* **Given passage**:
------------------------------------

Fauci also referenced recent revelations that House Speaker Mike Johnson (R-LA) wrote a foreword wholeheartedly endorsing a book with strong anti-LGBTQ+ sentiments.
“You know, when somebody like Johnson writes a foreword to a book that condemns the gay community, you should blast him in the media for doing that. You should blast him every single time something comes up where he’s attacking the community,” Fauci said.
Fauci’s and President George W. Bush’s signature AIDS program, PEPFAR, was established in 2003 and has invested over $100 billion in the global fight against HIV/AIDS. It has helped save millions of lives. But over the past few months, Republicans have used PEPFAR as a bargaining chip in budget negotiations, withholding over a billion dollars in funding. The GOP has also proposed over $750 million in cuts to domestic HIV/AIDS programs for the 2024 fiscal year.
“For us in the United States, when they decrease the funding and the ability to get money for the implementation of programs absolutely negatively impacts our goal. No doubt about it,” Fauci said.
“The whole idea about pushing back on science, the anti-science attitude of these people, the antigay attitude of people, it’s as bad as I’ve ever seen it, and that really worries me. I mean, when you have legislators in the United States Congress unabashedly being antigay, that is just crazy.”
Fauci also emphasized how close we are to truly reigning in the epidemic, but said anti-LGBTQ+ discrimination could get in the way of that.
“We have incredibly good therapy, incredibly good pre-exposure prophylaxis that are easy to administer, and easy to get people to be below detectable… In the city of Amsterdam, the number of new cases last year were nine — nine in a city as big as Amsterdam. And in countries in southern Africa, Botswana, Eswatini, Rwanda, and Zimbabwe, they are already well on the way to end the outbreak. Now with countries in southern Africa and developed nations like the Netherlands and even Australia, if they can do it, we here in the U.S. sure as hell can do it too.”

------------------------------------

* **Excerpted records**:
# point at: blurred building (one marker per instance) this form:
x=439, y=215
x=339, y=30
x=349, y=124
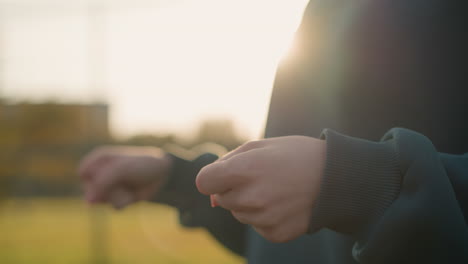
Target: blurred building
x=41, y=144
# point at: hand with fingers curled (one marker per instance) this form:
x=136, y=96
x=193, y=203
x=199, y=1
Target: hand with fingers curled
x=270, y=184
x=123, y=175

------------------------------------

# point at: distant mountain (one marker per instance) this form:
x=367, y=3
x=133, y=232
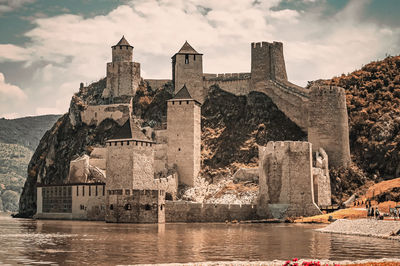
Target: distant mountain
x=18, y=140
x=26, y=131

------------------------------------

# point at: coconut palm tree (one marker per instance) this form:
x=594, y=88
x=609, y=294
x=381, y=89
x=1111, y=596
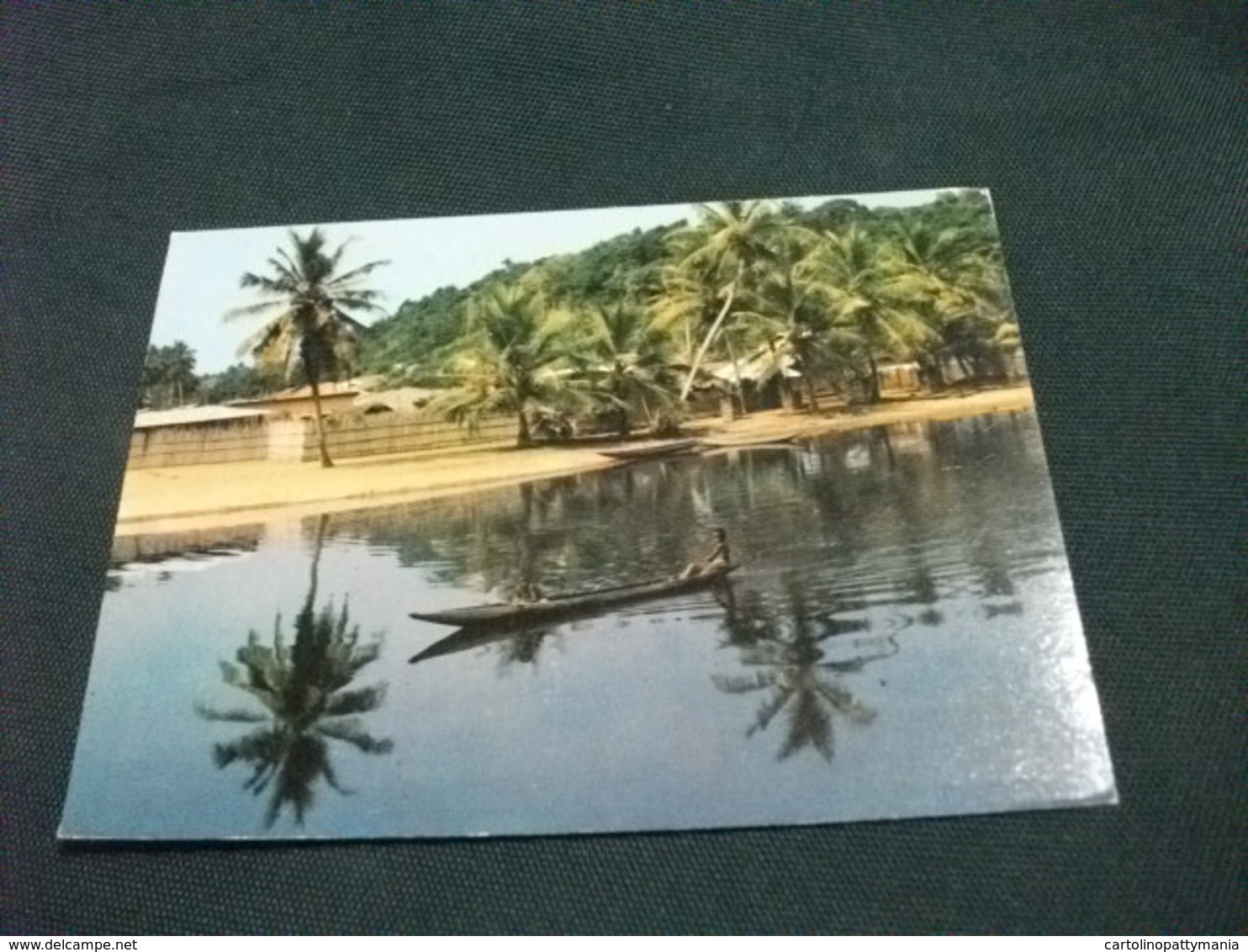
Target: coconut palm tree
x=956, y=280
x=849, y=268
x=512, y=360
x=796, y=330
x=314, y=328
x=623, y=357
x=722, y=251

------------------------------------

* **Description of the task**:
In the passage about Fauci's remarks on HIV/AIDS, which southern African countries does he name as already well on the way to ending the outbreak?

* **Solution for this problem**:
Botswana, Eswatini, Rwanda, and Zimbabwe